**What needs to be done**
Copy every line of the entries below word for word, without changing anything.

**Record list**
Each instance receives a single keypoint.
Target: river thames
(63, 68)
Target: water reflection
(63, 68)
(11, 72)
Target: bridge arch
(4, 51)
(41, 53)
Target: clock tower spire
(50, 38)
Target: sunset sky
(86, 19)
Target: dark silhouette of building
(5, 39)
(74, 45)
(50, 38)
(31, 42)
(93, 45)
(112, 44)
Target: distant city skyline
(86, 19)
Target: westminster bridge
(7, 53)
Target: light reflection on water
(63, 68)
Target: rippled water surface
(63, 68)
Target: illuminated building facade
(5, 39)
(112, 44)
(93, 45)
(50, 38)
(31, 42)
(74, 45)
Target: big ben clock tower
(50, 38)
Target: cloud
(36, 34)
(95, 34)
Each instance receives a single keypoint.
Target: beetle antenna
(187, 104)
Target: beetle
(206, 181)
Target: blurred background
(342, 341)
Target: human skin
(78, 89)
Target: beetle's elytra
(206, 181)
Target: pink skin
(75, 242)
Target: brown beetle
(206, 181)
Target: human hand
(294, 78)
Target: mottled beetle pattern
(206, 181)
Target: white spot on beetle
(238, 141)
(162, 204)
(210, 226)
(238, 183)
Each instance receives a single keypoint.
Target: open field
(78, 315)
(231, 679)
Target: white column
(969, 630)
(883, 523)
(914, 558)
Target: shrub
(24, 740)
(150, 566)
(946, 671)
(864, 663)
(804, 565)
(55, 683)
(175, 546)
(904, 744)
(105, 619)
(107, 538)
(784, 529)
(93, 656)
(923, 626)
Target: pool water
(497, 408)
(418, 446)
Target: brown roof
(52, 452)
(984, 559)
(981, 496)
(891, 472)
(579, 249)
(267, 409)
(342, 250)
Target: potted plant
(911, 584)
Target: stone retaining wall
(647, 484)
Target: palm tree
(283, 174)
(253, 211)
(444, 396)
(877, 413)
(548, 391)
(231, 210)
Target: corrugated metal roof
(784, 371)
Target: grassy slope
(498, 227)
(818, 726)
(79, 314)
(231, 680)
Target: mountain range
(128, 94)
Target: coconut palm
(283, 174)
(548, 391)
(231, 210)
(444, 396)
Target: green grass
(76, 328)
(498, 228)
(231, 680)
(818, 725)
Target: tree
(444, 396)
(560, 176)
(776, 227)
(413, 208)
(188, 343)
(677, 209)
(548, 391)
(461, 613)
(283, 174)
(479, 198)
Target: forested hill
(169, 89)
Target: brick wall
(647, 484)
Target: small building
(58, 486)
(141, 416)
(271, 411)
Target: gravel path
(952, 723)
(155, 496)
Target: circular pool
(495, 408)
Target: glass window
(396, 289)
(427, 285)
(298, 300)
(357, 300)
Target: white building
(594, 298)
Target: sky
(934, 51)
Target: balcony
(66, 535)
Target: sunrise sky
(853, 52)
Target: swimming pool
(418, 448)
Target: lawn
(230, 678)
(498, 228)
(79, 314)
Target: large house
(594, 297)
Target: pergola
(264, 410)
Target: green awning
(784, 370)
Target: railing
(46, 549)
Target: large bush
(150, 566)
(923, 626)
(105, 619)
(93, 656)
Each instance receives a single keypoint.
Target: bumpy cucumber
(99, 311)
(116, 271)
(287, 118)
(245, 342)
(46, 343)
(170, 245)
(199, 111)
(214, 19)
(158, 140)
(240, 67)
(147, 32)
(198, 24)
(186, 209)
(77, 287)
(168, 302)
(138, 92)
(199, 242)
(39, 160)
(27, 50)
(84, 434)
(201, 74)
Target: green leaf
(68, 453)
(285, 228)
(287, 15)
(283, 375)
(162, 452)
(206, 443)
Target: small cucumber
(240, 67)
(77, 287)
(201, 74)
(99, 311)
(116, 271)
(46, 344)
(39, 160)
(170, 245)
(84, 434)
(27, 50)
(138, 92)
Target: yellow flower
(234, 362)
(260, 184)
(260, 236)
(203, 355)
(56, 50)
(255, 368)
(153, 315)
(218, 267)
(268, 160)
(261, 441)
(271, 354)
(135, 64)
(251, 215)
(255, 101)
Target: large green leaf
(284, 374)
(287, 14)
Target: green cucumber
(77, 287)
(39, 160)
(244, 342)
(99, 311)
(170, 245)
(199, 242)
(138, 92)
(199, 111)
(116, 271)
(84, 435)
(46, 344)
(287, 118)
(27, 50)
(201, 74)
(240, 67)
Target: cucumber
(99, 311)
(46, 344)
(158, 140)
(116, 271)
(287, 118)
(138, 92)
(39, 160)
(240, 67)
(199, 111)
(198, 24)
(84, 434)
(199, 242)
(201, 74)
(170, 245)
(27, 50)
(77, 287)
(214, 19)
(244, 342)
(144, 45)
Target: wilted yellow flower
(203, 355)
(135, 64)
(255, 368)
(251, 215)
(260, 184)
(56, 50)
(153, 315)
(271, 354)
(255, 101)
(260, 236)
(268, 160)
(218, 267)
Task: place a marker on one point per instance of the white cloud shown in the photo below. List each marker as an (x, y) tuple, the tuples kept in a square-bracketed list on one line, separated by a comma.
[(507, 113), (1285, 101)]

**Written response**
Each instance receives a single keypoint.
Target: river thames
(63, 68)
Target: water reflection
(63, 68)
(11, 72)
Target: bridge arch
(4, 51)
(41, 53)
Target: clock tower spire
(50, 38)
Target: sunset sky
(86, 19)
Target: dark silhouette of building
(5, 39)
(74, 45)
(50, 38)
(31, 42)
(93, 45)
(112, 44)
Target: distant city skyline
(86, 19)
Target: westminster bridge
(7, 53)
Target: light reflection on water
(63, 68)
Target: rippled water surface
(63, 68)
Target: illuminated building facade
(5, 39)
(112, 44)
(93, 45)
(50, 38)
(31, 42)
(74, 45)
Target: big ben clock tower
(50, 38)
Target: cloud
(36, 34)
(95, 34)
Each instance receives a single keypoint.
Target: beetle antenna
(187, 104)
Target: beetle
(206, 181)
Target: blurred background
(342, 341)
Target: human skin
(78, 89)
Target: beetle's elytra
(206, 181)
Target: pink skin
(75, 242)
Target: brown beetle
(206, 181)
Target: human hand
(294, 78)
Target: mottled beetle pattern
(206, 181)
Target: white spot on beetle
(238, 141)
(162, 204)
(210, 226)
(238, 183)
Each instance receives a single keypoint.
Target: open field
(78, 315)
(231, 679)
Target: white column
(969, 630)
(883, 523)
(914, 558)
Target: shrub
(24, 740)
(150, 566)
(946, 671)
(864, 663)
(804, 565)
(55, 683)
(175, 546)
(904, 744)
(105, 619)
(107, 538)
(784, 529)
(93, 656)
(923, 626)
Target: pool water
(497, 408)
(418, 446)
Target: brown roof
(52, 452)
(984, 559)
(981, 496)
(891, 472)
(579, 249)
(267, 409)
(342, 250)
Target: potted plant
(911, 584)
Target: stone retaining wall
(647, 484)
Target: palm tree
(283, 174)
(253, 211)
(444, 396)
(877, 413)
(548, 391)
(231, 210)
Target: corrugated metal roof
(784, 371)
Target: grassy slope
(498, 227)
(818, 726)
(79, 314)
(231, 680)
Target: mountain range
(128, 94)
Target: coconut palm
(283, 174)
(548, 391)
(231, 210)
(444, 396)
Target: green grass
(76, 328)
(498, 228)
(231, 680)
(818, 725)
Target: tree
(444, 396)
(560, 176)
(776, 227)
(413, 208)
(188, 343)
(677, 209)
(548, 391)
(461, 613)
(283, 174)
(479, 198)
Target: forested hill
(169, 89)
Target: brick wall
(647, 484)
Target: small building
(58, 486)
(141, 416)
(271, 411)
Target: gravel path
(952, 723)
(155, 496)
Target: circular pool
(495, 408)
Target: glass window
(396, 289)
(427, 285)
(298, 300)
(357, 300)
Target: white building
(594, 298)
Target: sky
(934, 51)
Target: balcony
(66, 535)
Target: sunrise sky
(853, 52)
Target: swimming pool
(418, 448)
Target: lawn
(230, 678)
(498, 228)
(79, 314)
Target: large house
(594, 297)
Target: pergola
(264, 410)
Target: green awning
(784, 370)
Target: railing
(46, 549)
Target: large bush
(150, 566)
(923, 626)
(105, 619)
(93, 656)
Each instance receives a single keypoint.
Target: bumpy cucumber
(99, 311)
(116, 271)
(287, 118)
(245, 342)
(46, 343)
(170, 245)
(199, 111)
(214, 19)
(158, 140)
(240, 67)
(147, 32)
(198, 24)
(186, 209)
(77, 287)
(168, 302)
(138, 92)
(199, 242)
(39, 160)
(27, 50)
(84, 434)
(201, 74)
Target: green leaf
(68, 453)
(285, 228)
(287, 15)
(283, 375)
(162, 452)
(206, 443)
Target: small cucumber
(240, 67)
(77, 287)
(201, 74)
(99, 311)
(116, 271)
(46, 344)
(39, 160)
(170, 245)
(84, 434)
(27, 50)
(138, 92)
Target: yellow flower
(234, 362)
(260, 184)
(260, 236)
(203, 355)
(56, 50)
(255, 368)
(153, 315)
(218, 267)
(268, 160)
(261, 441)
(271, 354)
(135, 64)
(251, 215)
(255, 101)
Target: large green leaf
(284, 374)
(287, 14)
Target: green cucumber
(77, 287)
(39, 160)
(244, 342)
(99, 311)
(170, 245)
(199, 242)
(138, 92)
(199, 111)
(116, 271)
(84, 435)
(46, 344)
(287, 118)
(27, 50)
(201, 74)
(240, 67)
Target: cucumber
(99, 311)
(46, 344)
(158, 140)
(116, 271)
(287, 118)
(138, 92)
(39, 160)
(240, 67)
(199, 111)
(198, 24)
(84, 434)
(199, 242)
(201, 74)
(170, 245)
(27, 50)
(77, 287)
(214, 19)
(244, 342)
(144, 45)
Target: wilted yellow flower
(203, 355)
(135, 64)
(255, 368)
(251, 215)
(260, 184)
(56, 50)
(153, 315)
(271, 354)
(255, 101)
(260, 236)
(268, 160)
(218, 267)
Task: place a marker on one point per instance of the white cloud shown in the photo below. List each marker as an (x, y) tuple, the tuples kept in a square-bracketed list on one line, separated by a comma.
[(507, 113), (1285, 101)]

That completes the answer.